(What is being asked)
Set down every record exactly as it appears.

(Records from a dataset)
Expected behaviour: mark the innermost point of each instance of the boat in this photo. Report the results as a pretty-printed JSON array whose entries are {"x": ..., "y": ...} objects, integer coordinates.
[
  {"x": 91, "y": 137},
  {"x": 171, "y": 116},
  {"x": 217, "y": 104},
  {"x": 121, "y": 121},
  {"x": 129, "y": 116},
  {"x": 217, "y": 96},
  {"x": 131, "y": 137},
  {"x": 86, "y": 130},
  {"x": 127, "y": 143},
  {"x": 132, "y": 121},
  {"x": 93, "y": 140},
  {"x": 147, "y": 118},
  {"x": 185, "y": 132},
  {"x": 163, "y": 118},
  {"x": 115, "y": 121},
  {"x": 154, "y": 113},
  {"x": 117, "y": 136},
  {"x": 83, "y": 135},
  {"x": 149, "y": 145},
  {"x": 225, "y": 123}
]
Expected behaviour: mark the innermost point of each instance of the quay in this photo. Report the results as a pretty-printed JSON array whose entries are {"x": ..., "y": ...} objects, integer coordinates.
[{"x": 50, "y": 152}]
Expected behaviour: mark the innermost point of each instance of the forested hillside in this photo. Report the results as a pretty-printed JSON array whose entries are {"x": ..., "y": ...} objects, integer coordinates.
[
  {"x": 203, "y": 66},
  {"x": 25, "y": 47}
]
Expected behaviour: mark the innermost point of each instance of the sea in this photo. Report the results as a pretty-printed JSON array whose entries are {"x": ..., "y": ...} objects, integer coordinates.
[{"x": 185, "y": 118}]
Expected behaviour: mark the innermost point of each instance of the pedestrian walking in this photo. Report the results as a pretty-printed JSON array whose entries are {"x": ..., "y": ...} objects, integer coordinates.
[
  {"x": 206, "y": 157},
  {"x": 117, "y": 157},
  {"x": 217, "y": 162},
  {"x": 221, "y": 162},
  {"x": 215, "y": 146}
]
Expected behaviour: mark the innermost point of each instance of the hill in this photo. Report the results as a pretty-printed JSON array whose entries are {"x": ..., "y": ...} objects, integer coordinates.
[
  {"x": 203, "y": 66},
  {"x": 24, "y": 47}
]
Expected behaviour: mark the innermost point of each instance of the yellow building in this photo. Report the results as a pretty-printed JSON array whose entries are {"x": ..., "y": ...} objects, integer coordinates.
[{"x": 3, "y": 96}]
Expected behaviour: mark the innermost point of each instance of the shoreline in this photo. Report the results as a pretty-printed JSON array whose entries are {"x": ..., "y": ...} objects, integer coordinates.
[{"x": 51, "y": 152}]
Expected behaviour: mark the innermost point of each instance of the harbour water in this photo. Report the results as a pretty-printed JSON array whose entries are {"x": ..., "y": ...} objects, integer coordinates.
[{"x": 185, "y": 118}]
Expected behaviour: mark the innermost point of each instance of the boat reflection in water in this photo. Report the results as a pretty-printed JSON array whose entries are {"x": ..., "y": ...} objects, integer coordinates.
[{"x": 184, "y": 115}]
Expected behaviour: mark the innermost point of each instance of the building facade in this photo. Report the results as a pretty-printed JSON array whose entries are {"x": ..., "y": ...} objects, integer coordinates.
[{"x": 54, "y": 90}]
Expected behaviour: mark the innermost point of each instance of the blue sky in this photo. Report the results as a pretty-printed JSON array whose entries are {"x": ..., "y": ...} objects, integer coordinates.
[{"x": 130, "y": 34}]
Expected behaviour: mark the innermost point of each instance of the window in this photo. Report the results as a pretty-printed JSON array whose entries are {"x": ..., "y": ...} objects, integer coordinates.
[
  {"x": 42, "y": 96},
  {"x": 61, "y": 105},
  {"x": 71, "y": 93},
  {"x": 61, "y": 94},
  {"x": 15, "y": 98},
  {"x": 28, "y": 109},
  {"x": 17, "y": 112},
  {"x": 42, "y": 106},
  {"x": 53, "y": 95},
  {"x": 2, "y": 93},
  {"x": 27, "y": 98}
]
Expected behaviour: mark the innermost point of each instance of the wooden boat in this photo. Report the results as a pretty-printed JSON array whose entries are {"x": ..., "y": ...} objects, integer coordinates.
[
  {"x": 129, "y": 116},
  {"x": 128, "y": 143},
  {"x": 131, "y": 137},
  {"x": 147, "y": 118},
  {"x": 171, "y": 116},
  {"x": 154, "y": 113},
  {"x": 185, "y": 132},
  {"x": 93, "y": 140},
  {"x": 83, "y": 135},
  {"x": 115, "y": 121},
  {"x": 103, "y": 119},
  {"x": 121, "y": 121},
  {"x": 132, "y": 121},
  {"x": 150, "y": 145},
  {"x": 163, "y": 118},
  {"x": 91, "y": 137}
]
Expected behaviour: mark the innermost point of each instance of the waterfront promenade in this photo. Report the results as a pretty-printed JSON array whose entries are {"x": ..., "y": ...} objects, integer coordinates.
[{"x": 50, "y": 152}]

(Answer for the task)
Expected behaviour: mark the innermost point of each instance of the boat in this photo. Report the results as a pretty-printed JSON array whose entries are {"x": ..., "y": ...} objects, integer coordinates.
[
  {"x": 91, "y": 137},
  {"x": 171, "y": 116},
  {"x": 217, "y": 104},
  {"x": 121, "y": 121},
  {"x": 129, "y": 116},
  {"x": 217, "y": 96},
  {"x": 131, "y": 137},
  {"x": 86, "y": 130},
  {"x": 127, "y": 143},
  {"x": 132, "y": 121},
  {"x": 93, "y": 140},
  {"x": 147, "y": 118},
  {"x": 185, "y": 132},
  {"x": 163, "y": 118},
  {"x": 115, "y": 121},
  {"x": 154, "y": 113},
  {"x": 117, "y": 136},
  {"x": 83, "y": 135},
  {"x": 149, "y": 145},
  {"x": 225, "y": 123}
]
Expected behaviour: mark the innermost point of each instance of the quay in this photo. Report the results as a pretty-printed JSON array whose entries are {"x": ..., "y": ...} objects, integer coordinates.
[{"x": 50, "y": 152}]
Expected behaviour: mark the innermost point of each instance of the forested hillside in this photo. Report the results as a pretty-printed JSON array whose entries are {"x": ..., "y": ...} objects, integer coordinates.
[
  {"x": 203, "y": 66},
  {"x": 25, "y": 47}
]
Expected behaviour: mark the innermost point of each instance of the sea in this photo. Report the results as a pretty-printed JSON array whose entries are {"x": ..., "y": ...} objects, integer coordinates.
[{"x": 185, "y": 118}]
Expected behaviour: mark the innermost point of each instance of the pedestrian walking in this photo. Report the results as a pretty-printed JSON array whose entries are {"x": ..., "y": ...} objects, integer coordinates.
[
  {"x": 206, "y": 157},
  {"x": 117, "y": 157},
  {"x": 217, "y": 162},
  {"x": 221, "y": 162},
  {"x": 215, "y": 146}
]
Expected behaviour: mark the innermost point of each instance of the hill in this photo. Report the results as a pretty-printed JSON array whose entries are {"x": ..., "y": ...} objects, integer coordinates.
[
  {"x": 203, "y": 66},
  {"x": 24, "y": 47}
]
Expected behaviour: mark the innermost point of each instance of the yellow building in this photo. Report the results as a pretty-printed JSON array whose entries are {"x": ..., "y": ...} objects, integer coordinates.
[{"x": 3, "y": 96}]
Expected behaviour: mark the innermost point of each instance of the shoreline in this photo. Report the results as a pretty-printed JSON array whose entries are {"x": ..., "y": ...} objects, integer coordinates.
[{"x": 51, "y": 152}]
Expected behaviour: mark the innermost point of each instance of the harbour water in this photo. Report the results as a pretty-printed JSON array whose entries are {"x": ..., "y": ...} objects, integer coordinates.
[{"x": 185, "y": 118}]
Expected behaviour: mark the innermost point of each instance of the boat reflection in water in this photo. Report the results as a pretty-printed JSON array whose entries are {"x": ..., "y": ...} objects, integer coordinates.
[{"x": 184, "y": 115}]
Expected behaviour: mark the innermost point of each instance of the building facade in this photo. Report the results as a pretty-printed JSON array whose entries are {"x": ..., "y": ...} objects, integer coordinates.
[{"x": 54, "y": 90}]
Expected behaviour: mark the innermost point of each instance of the blue sky in this photo. Report the results as a pretty-printed JSON array whose entries are {"x": ..., "y": ...} objects, integer coordinates.
[{"x": 130, "y": 34}]
Expected behaviour: mark the innermost point of each instance of the window in this photo. Report the results as a pretty-printed JSON array whose entries are {"x": ..., "y": ...} objects, integer coordinates.
[
  {"x": 42, "y": 96},
  {"x": 61, "y": 105},
  {"x": 71, "y": 93},
  {"x": 61, "y": 94},
  {"x": 15, "y": 98},
  {"x": 28, "y": 109},
  {"x": 17, "y": 112},
  {"x": 42, "y": 106},
  {"x": 53, "y": 95},
  {"x": 2, "y": 93},
  {"x": 27, "y": 98}
]
Expected behaviour: mark the innermost point of each instance of the wooden boat in this photo. Report the results as a pretty-printed JSON array whose entries are {"x": ..., "y": ...} objects, integer coordinates.
[
  {"x": 129, "y": 116},
  {"x": 128, "y": 143},
  {"x": 131, "y": 137},
  {"x": 147, "y": 118},
  {"x": 171, "y": 116},
  {"x": 154, "y": 113},
  {"x": 185, "y": 132},
  {"x": 93, "y": 140},
  {"x": 83, "y": 135},
  {"x": 115, "y": 121},
  {"x": 103, "y": 119},
  {"x": 121, "y": 121},
  {"x": 132, "y": 121},
  {"x": 150, "y": 145},
  {"x": 163, "y": 118},
  {"x": 91, "y": 137}
]
Expected behaviour: mark the innermost point of each instance of the waterfront promenade in this photo. Report the results as a pretty-printed JSON array whose entries are {"x": ..., "y": ...} objects, integer coordinates.
[{"x": 50, "y": 152}]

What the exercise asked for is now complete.